**What to do**
Below are the records; count the lines in which "shallow" occurs and report only that number.

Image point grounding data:
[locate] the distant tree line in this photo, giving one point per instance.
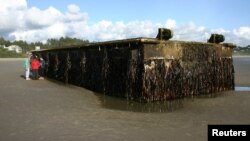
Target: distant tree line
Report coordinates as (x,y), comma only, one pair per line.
(51,43)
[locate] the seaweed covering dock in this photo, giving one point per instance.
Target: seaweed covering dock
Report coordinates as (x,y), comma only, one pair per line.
(144,69)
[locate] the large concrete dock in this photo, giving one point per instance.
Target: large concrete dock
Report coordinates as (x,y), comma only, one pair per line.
(47,111)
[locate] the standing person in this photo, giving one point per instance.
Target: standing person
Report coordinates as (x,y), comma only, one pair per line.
(35,64)
(41,69)
(27,67)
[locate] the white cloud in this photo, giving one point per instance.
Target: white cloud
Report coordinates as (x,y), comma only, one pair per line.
(36,18)
(19,22)
(170,23)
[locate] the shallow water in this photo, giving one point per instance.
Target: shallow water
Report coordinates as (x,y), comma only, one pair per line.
(44,110)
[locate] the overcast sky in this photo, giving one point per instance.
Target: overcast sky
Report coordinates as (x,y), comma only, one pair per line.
(101,20)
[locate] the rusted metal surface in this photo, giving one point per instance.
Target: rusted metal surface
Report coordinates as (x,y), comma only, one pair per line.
(144,69)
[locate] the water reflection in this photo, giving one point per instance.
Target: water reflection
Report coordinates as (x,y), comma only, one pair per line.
(247,89)
(151,107)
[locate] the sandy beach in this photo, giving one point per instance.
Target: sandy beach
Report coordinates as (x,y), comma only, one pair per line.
(44,110)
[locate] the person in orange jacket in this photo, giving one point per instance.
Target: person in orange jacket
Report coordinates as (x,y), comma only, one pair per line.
(35,65)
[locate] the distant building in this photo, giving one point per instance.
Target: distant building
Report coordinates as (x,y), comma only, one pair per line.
(15,48)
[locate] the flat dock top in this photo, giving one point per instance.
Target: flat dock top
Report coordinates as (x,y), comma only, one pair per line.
(47,111)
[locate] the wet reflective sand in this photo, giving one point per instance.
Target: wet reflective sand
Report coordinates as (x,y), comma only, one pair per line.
(44,110)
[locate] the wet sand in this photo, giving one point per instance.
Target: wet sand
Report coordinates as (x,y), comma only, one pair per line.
(49,111)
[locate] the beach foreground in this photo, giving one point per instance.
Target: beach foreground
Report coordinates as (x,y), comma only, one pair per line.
(49,111)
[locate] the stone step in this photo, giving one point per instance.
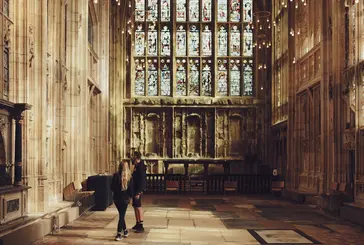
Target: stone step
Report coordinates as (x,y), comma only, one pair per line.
(353,212)
(28,231)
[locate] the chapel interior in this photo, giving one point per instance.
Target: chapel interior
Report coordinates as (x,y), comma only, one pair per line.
(266,94)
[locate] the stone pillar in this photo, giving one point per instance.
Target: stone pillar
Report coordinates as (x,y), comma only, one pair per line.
(186,170)
(166,168)
(18,151)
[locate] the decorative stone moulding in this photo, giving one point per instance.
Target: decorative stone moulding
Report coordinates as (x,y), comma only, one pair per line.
(192,101)
(349,139)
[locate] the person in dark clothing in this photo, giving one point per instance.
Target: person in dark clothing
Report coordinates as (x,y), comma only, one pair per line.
(122,188)
(140,182)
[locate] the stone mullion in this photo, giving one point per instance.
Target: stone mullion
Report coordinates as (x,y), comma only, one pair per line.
(338,66)
(326,114)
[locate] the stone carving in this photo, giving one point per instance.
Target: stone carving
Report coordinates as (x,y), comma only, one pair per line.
(7,37)
(31,45)
(65,83)
(13,205)
(3,124)
(79,21)
(191,101)
(349,139)
(31,52)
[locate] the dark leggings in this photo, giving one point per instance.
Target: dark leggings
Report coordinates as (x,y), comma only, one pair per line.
(121,206)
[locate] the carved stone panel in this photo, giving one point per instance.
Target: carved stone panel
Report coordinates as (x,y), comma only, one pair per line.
(193,133)
(149,132)
(235,132)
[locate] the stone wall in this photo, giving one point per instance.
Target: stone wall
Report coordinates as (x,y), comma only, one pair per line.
(66,81)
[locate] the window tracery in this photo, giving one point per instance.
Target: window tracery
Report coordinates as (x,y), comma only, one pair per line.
(191,52)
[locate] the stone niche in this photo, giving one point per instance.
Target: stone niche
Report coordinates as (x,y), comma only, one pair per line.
(148,131)
(190,133)
(193,133)
(12,198)
(235,131)
(13,203)
(13,195)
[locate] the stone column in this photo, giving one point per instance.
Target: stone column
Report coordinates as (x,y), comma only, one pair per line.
(18,151)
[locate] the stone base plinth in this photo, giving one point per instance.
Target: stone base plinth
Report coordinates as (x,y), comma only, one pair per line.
(13,203)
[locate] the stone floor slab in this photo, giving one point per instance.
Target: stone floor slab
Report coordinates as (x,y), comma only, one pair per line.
(203,224)
(181,224)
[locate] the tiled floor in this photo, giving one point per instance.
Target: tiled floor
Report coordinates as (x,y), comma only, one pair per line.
(198,220)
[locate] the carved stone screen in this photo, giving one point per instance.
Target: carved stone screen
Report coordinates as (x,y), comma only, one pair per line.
(190,92)
(208,48)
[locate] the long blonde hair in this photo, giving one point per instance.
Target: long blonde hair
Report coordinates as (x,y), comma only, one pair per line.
(125,175)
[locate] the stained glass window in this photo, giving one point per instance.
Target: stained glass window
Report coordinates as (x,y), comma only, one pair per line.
(235,41)
(206,41)
(222,42)
(206,78)
(139,41)
(139,10)
(194,78)
(165,41)
(152,10)
(194,10)
(181,77)
(248,77)
(152,40)
(222,76)
(181,41)
(222,11)
(192,48)
(248,41)
(6,65)
(235,10)
(165,78)
(206,10)
(181,10)
(152,78)
(234,77)
(139,77)
(247,11)
(194,41)
(165,10)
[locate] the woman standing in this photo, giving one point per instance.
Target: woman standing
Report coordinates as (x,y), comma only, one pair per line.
(122,187)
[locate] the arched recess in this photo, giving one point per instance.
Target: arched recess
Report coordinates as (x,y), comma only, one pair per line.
(5,178)
(194,135)
(153,136)
(236,135)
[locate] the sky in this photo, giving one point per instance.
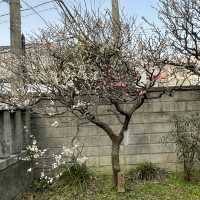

**Solution to the problem**
2